How to complete this task => You are to retype exactly the line with "Target: building facade" and every line after it in the entries below.

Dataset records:
• • • •

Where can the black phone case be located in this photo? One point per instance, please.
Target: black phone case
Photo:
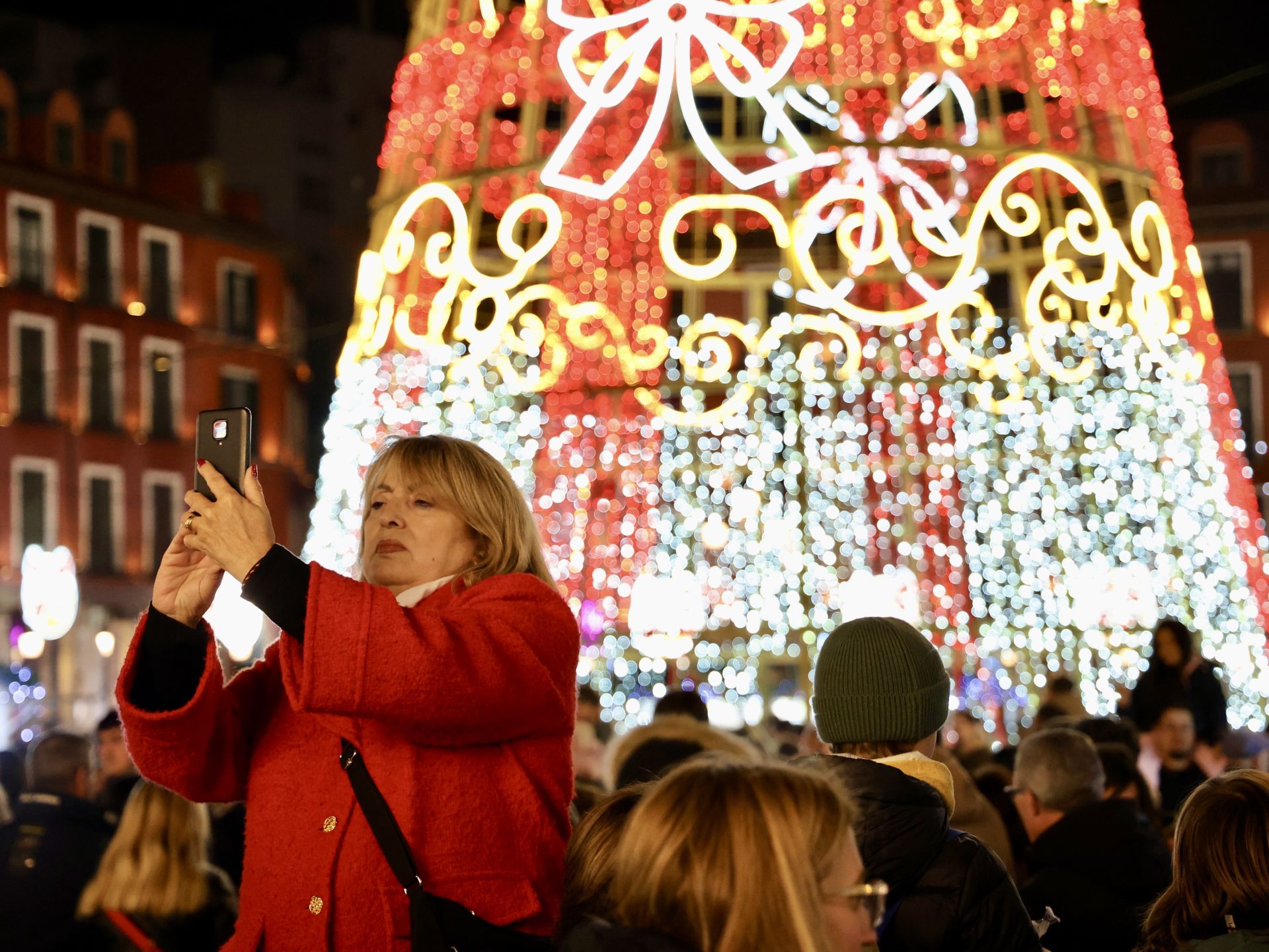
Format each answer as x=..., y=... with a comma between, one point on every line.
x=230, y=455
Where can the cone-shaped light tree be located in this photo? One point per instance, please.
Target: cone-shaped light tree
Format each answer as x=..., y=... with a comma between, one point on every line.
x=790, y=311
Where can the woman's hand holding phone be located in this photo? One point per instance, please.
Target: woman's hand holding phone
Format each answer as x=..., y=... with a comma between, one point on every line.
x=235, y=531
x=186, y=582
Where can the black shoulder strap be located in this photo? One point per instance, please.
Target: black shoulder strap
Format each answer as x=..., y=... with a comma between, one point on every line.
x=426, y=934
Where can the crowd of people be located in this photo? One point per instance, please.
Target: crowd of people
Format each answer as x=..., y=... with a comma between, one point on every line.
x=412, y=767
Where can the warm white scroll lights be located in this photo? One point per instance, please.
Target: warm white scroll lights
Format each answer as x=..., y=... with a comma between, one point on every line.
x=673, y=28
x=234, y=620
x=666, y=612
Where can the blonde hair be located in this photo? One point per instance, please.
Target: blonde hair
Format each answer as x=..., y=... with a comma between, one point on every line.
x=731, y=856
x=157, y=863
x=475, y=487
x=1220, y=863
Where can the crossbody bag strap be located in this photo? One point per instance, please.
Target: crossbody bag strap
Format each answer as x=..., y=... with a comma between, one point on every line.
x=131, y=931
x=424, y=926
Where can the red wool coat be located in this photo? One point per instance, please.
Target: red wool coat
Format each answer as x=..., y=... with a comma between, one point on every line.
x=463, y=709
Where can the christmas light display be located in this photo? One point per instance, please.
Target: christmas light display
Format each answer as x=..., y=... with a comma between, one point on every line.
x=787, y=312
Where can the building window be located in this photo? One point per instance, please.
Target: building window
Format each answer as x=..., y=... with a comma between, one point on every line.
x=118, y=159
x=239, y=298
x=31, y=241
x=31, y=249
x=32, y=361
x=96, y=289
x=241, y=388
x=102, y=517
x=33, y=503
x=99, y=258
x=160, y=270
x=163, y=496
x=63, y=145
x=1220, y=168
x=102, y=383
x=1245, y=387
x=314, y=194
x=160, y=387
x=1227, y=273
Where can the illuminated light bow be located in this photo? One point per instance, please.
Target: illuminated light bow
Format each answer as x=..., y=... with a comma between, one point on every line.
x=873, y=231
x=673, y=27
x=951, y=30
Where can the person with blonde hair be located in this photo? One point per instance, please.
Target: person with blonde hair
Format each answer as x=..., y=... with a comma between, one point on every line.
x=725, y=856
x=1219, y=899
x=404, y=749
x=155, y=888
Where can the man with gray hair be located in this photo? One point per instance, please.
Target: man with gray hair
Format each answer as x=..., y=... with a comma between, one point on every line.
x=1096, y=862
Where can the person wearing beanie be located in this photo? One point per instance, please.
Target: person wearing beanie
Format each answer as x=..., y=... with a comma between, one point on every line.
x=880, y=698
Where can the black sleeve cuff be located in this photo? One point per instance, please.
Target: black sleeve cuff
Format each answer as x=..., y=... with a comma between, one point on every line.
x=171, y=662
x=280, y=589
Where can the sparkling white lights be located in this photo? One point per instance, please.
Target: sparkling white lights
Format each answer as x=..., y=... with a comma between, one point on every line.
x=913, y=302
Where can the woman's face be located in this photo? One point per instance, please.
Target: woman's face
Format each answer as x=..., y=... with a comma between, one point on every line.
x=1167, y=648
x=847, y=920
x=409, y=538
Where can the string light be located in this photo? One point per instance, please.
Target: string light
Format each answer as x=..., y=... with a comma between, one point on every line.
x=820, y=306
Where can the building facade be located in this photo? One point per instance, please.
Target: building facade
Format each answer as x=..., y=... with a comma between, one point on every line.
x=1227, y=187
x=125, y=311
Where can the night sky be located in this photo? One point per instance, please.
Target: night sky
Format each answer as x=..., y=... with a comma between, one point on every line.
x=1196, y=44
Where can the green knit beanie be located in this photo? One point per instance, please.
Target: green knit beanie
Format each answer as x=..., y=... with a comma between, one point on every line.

• • • •

Answer section =>
Target: building facade
Format each answer as x=..., y=... with a comma between, one point on every line.
x=1227, y=187
x=125, y=311
Where can the night sky be located in this photo? One point per instance, please.
Target: night sky
Format each answer as x=..., y=... with a comma between, one point on every line.
x=1196, y=44
Where can the green knit beanie be located in this photo? One point per instance, please.
Target: green knit beanie
Format each answer as x=..., y=... with a comma between, one point on every line.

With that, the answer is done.